[Data for review]
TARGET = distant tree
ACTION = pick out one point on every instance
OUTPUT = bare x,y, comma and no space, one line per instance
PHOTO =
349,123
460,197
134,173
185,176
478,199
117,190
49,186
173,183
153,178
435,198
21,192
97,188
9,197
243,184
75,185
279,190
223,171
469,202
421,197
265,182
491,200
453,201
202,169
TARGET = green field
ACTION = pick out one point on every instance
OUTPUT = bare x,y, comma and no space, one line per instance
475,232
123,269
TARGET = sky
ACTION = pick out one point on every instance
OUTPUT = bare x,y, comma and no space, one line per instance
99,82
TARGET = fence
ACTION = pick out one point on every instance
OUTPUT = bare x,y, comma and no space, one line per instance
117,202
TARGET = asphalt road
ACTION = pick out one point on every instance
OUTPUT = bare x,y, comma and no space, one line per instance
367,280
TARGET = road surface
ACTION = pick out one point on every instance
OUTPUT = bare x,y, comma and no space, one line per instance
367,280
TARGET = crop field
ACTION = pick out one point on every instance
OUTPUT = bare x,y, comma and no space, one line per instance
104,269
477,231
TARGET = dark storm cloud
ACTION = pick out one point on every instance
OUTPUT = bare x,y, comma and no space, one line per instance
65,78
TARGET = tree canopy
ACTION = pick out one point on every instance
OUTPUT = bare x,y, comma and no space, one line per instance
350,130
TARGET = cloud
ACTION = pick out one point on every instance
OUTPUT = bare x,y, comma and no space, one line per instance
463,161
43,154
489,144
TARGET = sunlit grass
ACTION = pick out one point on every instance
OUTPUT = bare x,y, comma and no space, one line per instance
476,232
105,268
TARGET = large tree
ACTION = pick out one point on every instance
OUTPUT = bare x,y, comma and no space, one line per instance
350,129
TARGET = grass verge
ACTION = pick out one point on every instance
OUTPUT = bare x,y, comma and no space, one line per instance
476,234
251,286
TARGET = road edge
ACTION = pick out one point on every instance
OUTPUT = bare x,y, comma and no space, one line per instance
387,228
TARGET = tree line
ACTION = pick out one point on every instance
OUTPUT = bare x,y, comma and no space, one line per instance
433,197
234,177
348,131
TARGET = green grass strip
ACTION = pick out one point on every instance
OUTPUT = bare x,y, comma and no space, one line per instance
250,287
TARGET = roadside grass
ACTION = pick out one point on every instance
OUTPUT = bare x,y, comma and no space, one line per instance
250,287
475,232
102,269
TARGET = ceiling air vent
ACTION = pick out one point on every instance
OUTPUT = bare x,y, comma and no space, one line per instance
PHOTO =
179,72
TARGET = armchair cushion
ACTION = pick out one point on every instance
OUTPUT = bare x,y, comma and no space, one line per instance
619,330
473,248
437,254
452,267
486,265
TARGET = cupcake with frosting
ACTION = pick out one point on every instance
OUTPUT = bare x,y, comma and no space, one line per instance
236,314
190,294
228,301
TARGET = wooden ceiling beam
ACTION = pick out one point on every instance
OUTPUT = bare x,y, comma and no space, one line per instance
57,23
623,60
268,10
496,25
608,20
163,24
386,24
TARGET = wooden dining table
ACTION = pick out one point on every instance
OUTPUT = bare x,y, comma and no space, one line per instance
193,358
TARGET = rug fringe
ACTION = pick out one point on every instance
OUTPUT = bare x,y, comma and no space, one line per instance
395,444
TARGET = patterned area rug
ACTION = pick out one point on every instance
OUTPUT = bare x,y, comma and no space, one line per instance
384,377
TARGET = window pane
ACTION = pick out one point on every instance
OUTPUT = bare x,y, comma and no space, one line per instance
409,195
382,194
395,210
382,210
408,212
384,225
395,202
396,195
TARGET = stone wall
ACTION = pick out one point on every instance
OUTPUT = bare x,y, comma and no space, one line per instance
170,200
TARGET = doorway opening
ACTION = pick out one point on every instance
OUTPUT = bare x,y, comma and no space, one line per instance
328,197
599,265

[Problem statement]
Hand back the listing exactly. Include every line.

[Expected answer]
TARGET = distant tree
ACTION = pick out one point on every instance
OUTPUT = bare x,y, comma and no space, one line per instance
PHOTO =
349,123
460,197
134,173
185,176
478,199
117,190
49,186
173,183
153,178
435,198
21,192
97,188
9,197
243,184
75,185
279,190
223,171
469,202
421,197
265,182
491,200
453,201
202,169
TARGET = green field
ACTION = pick out one point on every instance
OUTPUT = bare x,y, comma and no space, one line per instance
475,232
123,269
TARGET = sky
ACTION = pick out one point on every instance
OUTPUT = bare x,y, comma and no space, one line per instance
99,82
TARGET = fence
ACTION = pick out one point on every instance
OUTPUT = bare x,y, comma and no space, one line per instance
117,202
TARGET = asphalt road
ACTION = pick out one point on every instance
OUTPUT = bare x,y, comma and no space, one line per instance
367,280
TARGET = road surface
ACTION = pick out one point on every instance
OUTPUT = bare x,y, comma and no space, one line per instance
367,280
TARGET = crop field
ACTION = pick out one point on every instance
OUTPUT = bare x,y, comma and no space, one line per instance
104,269
477,231
TARGET = dark storm cloud
ACTION = pick out one point on every instance
OUTPUT = bare x,y, comma and no space, one line per instance
65,78
TARGET = tree canopy
ACTION = pick out one point on every instance
OUTPUT = bare x,y, comma and no space, one line per instance
350,130
TARGET = cloud
ACTION = pick out one point on every instance
OUTPUT = bare x,y, comma and no space, one line per instance
463,161
43,154
489,144
TARGET = sunlit grass
ACTION = pick out one point on every instance
OUTPUT = bare x,y, comma and no space, one line per instance
476,232
105,268
TARGET = large tree
ACTION = pick out one point on every instance
OUTPUT = bare x,y, comma and no space, one line per instance
350,129
TARGET = grass verge
ACTION = pick out one point on every instance
OUTPUT = bare x,y, comma and no space, one line per instance
476,234
251,286
TARGET = road edge
ACTION = pick out one point on every instance
OUTPUT = bare x,y, comma and no space, one line per instance
387,228
TARGET = tree line
ACTION = pick out one point on every instance
OUTPUT = bare x,y, comma and no space, one line per instance
433,197
234,177
348,131
TARGET = green grass strip
ACTION = pick out one point on every instance
OUTPUT = bare x,y, comma and no space, one line per instance
250,287
TARGET = roadside grass
ACTION = pick out one point on every instance
OUTPUT = bare x,y, comma and no space, one line per instance
250,287
475,232
102,269
TARGET = ceiling air vent
ACTION = pick out one point on every instance
OUTPUT = bare x,y, comma and no space, one line per instance
PHOTO =
179,72
TARGET = armchair cushion
ACTION = pick out one point on every instance
OUTPUT = bare x,y, comma and no space, one line per instance
619,330
473,248
437,254
452,267
486,265
TARGET = cupcake with frosting
ACTION = pick out one point on every instance
OUTPUT = bare x,y, comma and no space, one line per instance
236,314
190,294
228,301
TARGET = wooden ceiling beam
ACTION = pick out one point on every instance
OUTPUT = bare x,y, comma and no space, one line per instance
57,23
623,60
268,10
496,25
608,20
163,24
386,24
TARGET = wooden dining table
ACTION = pick out one point on every instance
OUTPUT = bare x,y, comma and no space, one line per instance
193,358
TARGET = rug fringe
ACTION = pick out one point on every instance
OUTPUT = bare x,y, comma and no space, one line per instance
395,444
TARGET = patterned area rug
ACTION = pick out one point on every instance
OUTPUT = bare x,y, comma and no space, one line per instance
384,377
TARGET = window pane
ACTION = pick out one point on every instance
OUTPUT = bare x,y, comma and no space, one line per instance
409,195
382,194
395,210
382,210
408,212
384,225
395,202
396,195
TARGET = stone wall
ACTION = pick out one point on every instance
OUTPUT = bare x,y, comma and no space, one line per instance
170,200
TARGET = doorway opening
ACTION = pick out one point on every instance
OUTPUT = bare x,y, comma and no space, one line per instance
328,197
599,265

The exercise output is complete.